**Instructions for the task**
Rewrite the data from the line containing "Every instance of the white ceiling" down through the line containing "<point>627,201</point>", keeping both end lines and every request, along with its sample point, unchanged. Scale each answer's point coordinates by 0.35, rounding to whole numbers with halves rounded up.

**Record list**
________________

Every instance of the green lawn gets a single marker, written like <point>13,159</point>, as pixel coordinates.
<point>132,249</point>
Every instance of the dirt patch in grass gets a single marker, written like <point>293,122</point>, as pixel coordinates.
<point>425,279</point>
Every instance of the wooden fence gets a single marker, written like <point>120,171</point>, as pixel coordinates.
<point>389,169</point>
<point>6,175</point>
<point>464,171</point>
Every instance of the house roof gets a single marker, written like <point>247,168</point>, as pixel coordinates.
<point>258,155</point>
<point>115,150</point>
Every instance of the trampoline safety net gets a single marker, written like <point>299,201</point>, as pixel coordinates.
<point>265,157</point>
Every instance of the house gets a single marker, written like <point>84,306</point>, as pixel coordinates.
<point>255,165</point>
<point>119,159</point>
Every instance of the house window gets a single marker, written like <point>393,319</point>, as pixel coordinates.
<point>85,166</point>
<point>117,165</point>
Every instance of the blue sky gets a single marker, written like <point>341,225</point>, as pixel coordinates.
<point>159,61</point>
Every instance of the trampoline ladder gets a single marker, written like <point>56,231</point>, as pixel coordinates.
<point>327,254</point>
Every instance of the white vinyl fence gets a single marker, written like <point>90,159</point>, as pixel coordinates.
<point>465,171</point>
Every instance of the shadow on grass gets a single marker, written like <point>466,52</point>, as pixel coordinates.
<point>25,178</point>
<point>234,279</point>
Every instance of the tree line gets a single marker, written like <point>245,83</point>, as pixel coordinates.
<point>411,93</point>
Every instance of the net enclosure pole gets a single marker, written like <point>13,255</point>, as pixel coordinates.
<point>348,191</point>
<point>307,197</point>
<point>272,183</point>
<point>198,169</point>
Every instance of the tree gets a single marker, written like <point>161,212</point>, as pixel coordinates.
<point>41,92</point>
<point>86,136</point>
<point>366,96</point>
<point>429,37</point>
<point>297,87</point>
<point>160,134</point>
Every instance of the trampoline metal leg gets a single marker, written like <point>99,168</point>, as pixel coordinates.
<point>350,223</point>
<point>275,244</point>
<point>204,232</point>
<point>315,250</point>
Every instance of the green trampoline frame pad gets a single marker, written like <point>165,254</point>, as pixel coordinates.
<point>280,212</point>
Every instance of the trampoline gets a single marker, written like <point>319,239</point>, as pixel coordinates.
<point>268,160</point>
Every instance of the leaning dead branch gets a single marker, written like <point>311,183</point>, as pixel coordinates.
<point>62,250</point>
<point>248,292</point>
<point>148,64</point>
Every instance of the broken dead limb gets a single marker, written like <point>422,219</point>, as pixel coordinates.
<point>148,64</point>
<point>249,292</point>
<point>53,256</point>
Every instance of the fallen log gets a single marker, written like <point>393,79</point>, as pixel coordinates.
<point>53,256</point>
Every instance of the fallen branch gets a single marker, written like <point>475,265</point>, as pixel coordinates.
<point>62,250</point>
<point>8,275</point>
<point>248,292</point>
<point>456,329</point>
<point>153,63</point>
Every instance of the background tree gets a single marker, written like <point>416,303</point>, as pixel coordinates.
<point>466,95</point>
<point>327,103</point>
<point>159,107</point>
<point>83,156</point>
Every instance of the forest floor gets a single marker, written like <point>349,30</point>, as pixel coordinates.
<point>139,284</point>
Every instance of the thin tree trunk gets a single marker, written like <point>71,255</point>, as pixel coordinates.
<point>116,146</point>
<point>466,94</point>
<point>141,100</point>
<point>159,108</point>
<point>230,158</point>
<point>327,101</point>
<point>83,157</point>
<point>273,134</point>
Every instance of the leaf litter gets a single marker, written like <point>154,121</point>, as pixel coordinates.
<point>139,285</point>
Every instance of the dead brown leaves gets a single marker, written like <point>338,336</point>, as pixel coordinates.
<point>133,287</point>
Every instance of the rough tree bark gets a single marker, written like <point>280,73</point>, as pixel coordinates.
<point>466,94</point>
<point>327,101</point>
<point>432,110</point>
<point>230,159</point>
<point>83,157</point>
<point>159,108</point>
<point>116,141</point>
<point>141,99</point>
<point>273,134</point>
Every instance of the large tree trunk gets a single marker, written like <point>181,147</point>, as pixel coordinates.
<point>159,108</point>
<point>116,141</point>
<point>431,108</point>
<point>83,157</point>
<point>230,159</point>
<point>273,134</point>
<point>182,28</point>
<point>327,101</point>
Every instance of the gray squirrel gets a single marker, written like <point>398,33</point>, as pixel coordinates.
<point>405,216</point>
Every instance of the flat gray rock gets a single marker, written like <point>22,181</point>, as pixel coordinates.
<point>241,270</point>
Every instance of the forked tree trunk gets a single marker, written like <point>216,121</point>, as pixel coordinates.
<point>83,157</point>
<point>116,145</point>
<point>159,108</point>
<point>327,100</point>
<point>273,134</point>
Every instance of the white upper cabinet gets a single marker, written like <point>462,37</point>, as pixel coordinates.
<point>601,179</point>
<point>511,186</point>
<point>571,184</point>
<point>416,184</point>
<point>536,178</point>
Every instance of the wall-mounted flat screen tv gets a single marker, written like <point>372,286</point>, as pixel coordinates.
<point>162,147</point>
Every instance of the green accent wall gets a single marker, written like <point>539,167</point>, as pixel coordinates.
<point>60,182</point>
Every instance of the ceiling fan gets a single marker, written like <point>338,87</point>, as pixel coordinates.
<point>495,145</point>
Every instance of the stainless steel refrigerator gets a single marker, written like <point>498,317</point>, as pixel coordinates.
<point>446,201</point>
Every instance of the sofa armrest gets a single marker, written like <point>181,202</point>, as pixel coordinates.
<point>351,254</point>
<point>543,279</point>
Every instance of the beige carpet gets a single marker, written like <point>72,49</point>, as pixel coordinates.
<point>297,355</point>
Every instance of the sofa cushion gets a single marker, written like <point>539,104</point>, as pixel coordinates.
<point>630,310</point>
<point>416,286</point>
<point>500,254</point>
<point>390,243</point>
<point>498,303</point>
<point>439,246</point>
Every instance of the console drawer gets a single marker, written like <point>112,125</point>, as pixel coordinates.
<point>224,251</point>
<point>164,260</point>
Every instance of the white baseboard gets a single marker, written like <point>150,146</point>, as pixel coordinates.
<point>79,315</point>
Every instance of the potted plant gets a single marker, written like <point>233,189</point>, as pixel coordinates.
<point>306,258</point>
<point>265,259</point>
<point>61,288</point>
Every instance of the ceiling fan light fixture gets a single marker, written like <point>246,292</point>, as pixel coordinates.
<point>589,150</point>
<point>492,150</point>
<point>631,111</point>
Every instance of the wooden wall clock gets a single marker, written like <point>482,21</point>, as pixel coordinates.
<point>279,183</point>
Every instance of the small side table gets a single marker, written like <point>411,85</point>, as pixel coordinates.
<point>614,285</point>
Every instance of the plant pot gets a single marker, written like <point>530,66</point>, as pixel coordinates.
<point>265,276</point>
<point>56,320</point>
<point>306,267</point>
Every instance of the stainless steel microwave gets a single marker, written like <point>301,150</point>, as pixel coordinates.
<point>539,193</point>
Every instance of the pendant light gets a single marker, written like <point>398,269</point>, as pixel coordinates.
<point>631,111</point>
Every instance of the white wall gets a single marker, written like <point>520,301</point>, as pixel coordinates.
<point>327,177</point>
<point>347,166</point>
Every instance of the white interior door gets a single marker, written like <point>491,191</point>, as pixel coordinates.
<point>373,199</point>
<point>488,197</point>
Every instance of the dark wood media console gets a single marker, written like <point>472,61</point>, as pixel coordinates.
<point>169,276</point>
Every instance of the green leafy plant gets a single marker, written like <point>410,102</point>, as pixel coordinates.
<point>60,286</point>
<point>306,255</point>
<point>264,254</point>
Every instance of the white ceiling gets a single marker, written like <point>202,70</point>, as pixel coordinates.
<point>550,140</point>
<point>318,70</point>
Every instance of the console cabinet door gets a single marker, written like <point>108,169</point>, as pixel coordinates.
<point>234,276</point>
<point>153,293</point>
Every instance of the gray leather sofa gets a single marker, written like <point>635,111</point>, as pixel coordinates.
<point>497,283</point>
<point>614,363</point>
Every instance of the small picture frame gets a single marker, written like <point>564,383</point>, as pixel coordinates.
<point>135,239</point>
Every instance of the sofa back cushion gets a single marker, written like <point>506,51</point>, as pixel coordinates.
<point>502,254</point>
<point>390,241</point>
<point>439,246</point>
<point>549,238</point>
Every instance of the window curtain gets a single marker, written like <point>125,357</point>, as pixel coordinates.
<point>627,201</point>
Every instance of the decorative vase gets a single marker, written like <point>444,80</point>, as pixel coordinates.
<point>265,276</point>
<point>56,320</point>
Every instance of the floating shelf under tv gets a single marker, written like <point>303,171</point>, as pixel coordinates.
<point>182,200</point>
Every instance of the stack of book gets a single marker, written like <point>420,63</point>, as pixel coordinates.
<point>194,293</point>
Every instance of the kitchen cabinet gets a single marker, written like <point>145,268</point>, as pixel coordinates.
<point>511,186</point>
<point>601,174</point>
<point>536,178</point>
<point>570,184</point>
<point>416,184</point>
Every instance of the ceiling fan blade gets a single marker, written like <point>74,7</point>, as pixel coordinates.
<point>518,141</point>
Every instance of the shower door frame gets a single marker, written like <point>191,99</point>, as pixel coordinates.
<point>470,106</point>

________________

**Response to this task**
Every instance of the white ceiling gets a single marker, written like <point>202,70</point>, as pixel coordinates.
<point>193,49</point>
<point>111,25</point>
Every instance of the console cabinet door gets a single marker, written like <point>108,169</point>, as pixel coordinates.
<point>82,97</point>
<point>54,103</point>
Every instance of the gray leather sofa gets a single marker, written like <point>635,111</point>, as pixel coordinates.
<point>174,99</point>
<point>215,127</point>
Every instance of the small picture frame gets a single marker, written like <point>564,383</point>, as pixel coordinates.
<point>47,84</point>
Every instance of the sofa back cushion gets a single marker, written like <point>506,51</point>, as pixel coordinates.
<point>176,89</point>
<point>137,84</point>
<point>154,86</point>
<point>192,83</point>
Every instance of the window curtain gets a single marker, written like <point>125,357</point>, as pixel coordinates.
<point>219,70</point>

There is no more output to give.